── TEXT BLOCK

It seems like a good time to dust off our story decrying the overabundance of awards in the air cargo business at nearly every turn.
     Now in Spring 2019, like a rite of event passage in air cargo, as the awards go from selective to an outright bonanza, what is the net positive effect of awards upon the industry?
     Creating a blizzard of awards for airlines, forwarders, airports, and people as baseline activity at almost every organized event in air cargo, big and small, we think, has an overall net effect of diminishing the meaning and importance of the honors.
     Awards have become such a ubiquitous feature of closing banquets that we are now seeing candidate advertisements that not only campaign at getting, but also trumpet sponsoring of award categories.
     What happens to these awards after they are given out?
     Many of these trade show and publication awards are piled into a corner, line office walls, or are stacked into display cases like rush hour commuters in the New York City subway.


WHAT MAKES A WINNER

     Air Cargo awards feature scores of “winners,” but the drivers that bring these honors are less clear.
     What makes a winner?
     Is it attendance, advertising, stacking votes, sheer luck, or (god forbid) pure talent that merit all the huzzah attention?

────

▸ AIM 1
In the air cargo awards piece above, what are awards stacked into display cases compared to?
▸ AIM 2
Reproduce the passage of the air cargo awards piece between "What happens to" and "the huzzah attention?", inclusive.

── DATA RECORDS

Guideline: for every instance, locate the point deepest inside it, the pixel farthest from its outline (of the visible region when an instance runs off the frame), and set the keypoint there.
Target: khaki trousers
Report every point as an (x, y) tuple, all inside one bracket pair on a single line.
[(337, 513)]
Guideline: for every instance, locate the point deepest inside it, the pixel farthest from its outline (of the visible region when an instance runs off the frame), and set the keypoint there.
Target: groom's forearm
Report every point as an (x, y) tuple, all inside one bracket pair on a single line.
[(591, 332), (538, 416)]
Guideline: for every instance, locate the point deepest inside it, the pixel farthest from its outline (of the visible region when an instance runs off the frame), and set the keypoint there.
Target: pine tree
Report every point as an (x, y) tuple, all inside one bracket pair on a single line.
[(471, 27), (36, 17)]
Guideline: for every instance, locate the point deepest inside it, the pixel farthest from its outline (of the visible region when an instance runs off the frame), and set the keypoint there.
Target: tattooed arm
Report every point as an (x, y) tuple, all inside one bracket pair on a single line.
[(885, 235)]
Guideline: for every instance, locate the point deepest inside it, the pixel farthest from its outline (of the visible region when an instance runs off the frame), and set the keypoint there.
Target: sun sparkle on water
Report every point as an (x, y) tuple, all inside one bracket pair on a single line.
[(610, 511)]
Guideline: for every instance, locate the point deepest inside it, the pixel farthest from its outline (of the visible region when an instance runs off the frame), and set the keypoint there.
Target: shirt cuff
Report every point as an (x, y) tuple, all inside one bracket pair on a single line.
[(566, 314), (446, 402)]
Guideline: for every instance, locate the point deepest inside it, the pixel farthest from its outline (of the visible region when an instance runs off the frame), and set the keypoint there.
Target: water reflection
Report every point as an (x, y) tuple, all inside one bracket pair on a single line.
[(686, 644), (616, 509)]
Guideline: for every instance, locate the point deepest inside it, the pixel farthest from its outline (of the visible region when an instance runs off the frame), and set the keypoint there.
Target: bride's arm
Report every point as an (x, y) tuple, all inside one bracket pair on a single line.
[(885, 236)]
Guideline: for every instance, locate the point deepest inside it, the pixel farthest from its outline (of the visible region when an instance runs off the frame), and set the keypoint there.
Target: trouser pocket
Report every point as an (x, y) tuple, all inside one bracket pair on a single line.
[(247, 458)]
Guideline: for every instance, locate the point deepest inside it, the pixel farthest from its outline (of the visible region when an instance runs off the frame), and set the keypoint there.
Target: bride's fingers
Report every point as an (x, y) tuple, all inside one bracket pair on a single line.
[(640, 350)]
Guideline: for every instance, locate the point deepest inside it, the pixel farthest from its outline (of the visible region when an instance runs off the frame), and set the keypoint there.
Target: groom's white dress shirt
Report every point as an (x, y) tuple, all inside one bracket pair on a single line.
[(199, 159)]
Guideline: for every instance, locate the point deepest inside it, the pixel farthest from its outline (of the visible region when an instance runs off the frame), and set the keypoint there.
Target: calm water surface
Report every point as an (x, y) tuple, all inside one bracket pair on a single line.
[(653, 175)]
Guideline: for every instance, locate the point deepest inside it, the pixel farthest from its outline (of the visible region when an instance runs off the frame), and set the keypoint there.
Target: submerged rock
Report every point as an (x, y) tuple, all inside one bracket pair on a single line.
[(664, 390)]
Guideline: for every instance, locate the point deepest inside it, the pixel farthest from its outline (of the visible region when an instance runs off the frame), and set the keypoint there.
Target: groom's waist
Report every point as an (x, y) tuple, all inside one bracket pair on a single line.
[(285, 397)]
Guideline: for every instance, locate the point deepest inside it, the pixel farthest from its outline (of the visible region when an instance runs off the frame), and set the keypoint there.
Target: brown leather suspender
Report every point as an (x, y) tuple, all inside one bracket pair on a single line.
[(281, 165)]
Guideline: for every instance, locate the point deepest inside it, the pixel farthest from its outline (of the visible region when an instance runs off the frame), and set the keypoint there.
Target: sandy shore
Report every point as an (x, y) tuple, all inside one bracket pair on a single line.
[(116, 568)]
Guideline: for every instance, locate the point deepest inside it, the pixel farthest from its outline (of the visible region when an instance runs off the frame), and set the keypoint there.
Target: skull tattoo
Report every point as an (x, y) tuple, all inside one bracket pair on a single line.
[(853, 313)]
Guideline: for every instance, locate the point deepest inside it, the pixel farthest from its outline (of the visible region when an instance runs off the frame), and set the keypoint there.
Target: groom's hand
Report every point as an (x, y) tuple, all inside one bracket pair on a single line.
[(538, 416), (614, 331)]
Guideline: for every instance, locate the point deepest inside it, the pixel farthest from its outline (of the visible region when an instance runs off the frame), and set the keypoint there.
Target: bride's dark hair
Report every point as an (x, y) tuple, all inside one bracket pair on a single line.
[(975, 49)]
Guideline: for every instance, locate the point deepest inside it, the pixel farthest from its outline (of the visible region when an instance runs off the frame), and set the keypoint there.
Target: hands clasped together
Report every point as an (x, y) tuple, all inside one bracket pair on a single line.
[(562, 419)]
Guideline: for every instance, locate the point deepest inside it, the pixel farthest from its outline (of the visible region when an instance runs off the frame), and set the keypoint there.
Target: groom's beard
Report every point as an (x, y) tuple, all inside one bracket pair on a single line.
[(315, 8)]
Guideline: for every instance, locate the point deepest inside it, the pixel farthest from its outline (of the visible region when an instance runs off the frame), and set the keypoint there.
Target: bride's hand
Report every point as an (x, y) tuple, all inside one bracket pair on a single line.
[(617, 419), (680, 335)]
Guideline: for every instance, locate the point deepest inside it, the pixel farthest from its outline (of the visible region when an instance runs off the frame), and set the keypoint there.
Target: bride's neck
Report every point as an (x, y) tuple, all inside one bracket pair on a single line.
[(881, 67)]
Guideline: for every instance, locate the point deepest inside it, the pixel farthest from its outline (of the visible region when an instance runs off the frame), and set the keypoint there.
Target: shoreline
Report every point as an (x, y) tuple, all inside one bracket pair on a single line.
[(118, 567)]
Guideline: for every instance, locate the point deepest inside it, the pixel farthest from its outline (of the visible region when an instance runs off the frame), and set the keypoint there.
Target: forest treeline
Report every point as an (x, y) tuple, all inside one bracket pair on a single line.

────

▸ RESPONSE 1
Rush hour commuters in the New York City subway.

▸ RESPONSE 2
What happens to these awards after they are given out?
     Many of these trade show and publication awards are piled into a corner, line office walls, or are stacked into display cases like rush hour commuters in the New York City subway.


WHAT MAKES A WINNER

     Air Cargo awards feature scores of “winners,” but the drivers that bring these honors are less clear.
     What makes a winner?
     Is it attendance, advertising, stacking votes, sheer luck, or (god forbid) pure talent that merit all the huzzah attention?